▶ _EXERCISE REQUIREMENTS_:
Put every line of the data below into a JSON list of strings, one string per line, and leave out any blank lines.

--------------------------------

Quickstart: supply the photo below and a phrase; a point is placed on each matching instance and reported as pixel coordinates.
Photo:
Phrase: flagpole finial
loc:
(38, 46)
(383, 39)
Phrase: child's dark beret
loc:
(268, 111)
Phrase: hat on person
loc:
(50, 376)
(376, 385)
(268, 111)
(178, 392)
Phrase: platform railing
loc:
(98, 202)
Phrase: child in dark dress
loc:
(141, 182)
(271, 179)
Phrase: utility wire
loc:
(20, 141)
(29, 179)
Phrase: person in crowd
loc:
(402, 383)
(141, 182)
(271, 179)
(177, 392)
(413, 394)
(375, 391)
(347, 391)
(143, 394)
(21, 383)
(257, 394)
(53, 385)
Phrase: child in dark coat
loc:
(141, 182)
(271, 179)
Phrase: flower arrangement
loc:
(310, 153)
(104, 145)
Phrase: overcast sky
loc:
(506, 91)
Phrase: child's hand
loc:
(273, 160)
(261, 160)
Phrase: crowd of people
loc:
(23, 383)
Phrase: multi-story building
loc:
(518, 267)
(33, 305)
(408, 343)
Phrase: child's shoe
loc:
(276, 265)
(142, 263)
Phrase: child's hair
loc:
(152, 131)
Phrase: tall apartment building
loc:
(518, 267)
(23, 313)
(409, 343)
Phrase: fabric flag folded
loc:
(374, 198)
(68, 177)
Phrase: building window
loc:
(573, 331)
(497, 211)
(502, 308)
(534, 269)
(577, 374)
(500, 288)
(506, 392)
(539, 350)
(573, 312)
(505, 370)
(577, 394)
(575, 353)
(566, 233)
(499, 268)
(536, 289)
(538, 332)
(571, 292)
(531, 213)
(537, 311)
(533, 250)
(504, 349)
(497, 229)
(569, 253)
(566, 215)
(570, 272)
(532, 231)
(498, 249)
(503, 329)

--------------------------------

▶ _TASK RESULT_:
[
  "Quickstart: supply the photo below and a phrase; a point is placed on each matching instance and reported as pixel coordinates.",
  "Photo:",
  "Phrase: flagpole finial",
  "loc:",
  "(38, 46)",
  "(383, 39)",
  "Phrase: child's dark beret",
  "loc:",
  "(268, 111)",
  "Phrase: hat on person",
  "loc:",
  "(50, 376)",
  "(376, 385)",
  "(268, 111)",
  "(178, 392)",
  "Phrase: platform railing",
  "loc:",
  "(98, 202)",
  "Phrase: child in dark dress",
  "loc:",
  "(141, 182)",
  "(271, 179)",
  "Phrase: utility wire",
  "loc:",
  "(20, 141)",
  "(29, 179)",
  "Phrase: person in crowd",
  "loc:",
  "(402, 383)",
  "(141, 182)",
  "(271, 179)",
  "(177, 392)",
  "(413, 394)",
  "(375, 391)",
  "(347, 391)",
  "(143, 394)",
  "(21, 383)",
  "(257, 394)",
  "(53, 385)",
  "Phrase: child in dark coat",
  "loc:",
  "(141, 182)",
  "(271, 179)",
  "Phrase: flower arrangement",
  "loc:",
  "(310, 153)",
  "(104, 145)",
  "Phrase: overcast sky",
  "loc:",
  "(506, 91)",
  "Phrase: child's hand",
  "loc:",
  "(273, 160)",
  "(261, 160)",
  "Phrase: crowd of people",
  "loc:",
  "(23, 383)",
  "Phrase: multi-story building",
  "loc:",
  "(518, 267)",
  "(33, 305)",
  "(408, 343)",
  "Phrase: child's shoe",
  "loc:",
  "(276, 265)",
  "(142, 263)",
  "Phrase: child's hair",
  "loc:",
  "(152, 131)",
  "Phrase: tall apartment building",
  "loc:",
  "(518, 267)",
  "(23, 313)",
  "(409, 343)",
  "Phrase: fabric flag folded",
  "loc:",
  "(374, 198)",
  "(68, 177)",
  "Phrase: building window",
  "loc:",
  "(573, 331)",
  "(497, 211)",
  "(502, 308)",
  "(534, 269)",
  "(577, 374)",
  "(500, 288)",
  "(506, 392)",
  "(539, 350)",
  "(573, 312)",
  "(505, 370)",
  "(577, 394)",
  "(575, 353)",
  "(566, 233)",
  "(499, 268)",
  "(536, 289)",
  "(538, 332)",
  "(571, 292)",
  "(531, 213)",
  "(537, 311)",
  "(533, 250)",
  "(504, 349)",
  "(497, 229)",
  "(569, 253)",
  "(566, 215)",
  "(570, 272)",
  "(532, 231)",
  "(498, 249)",
  "(503, 329)"
]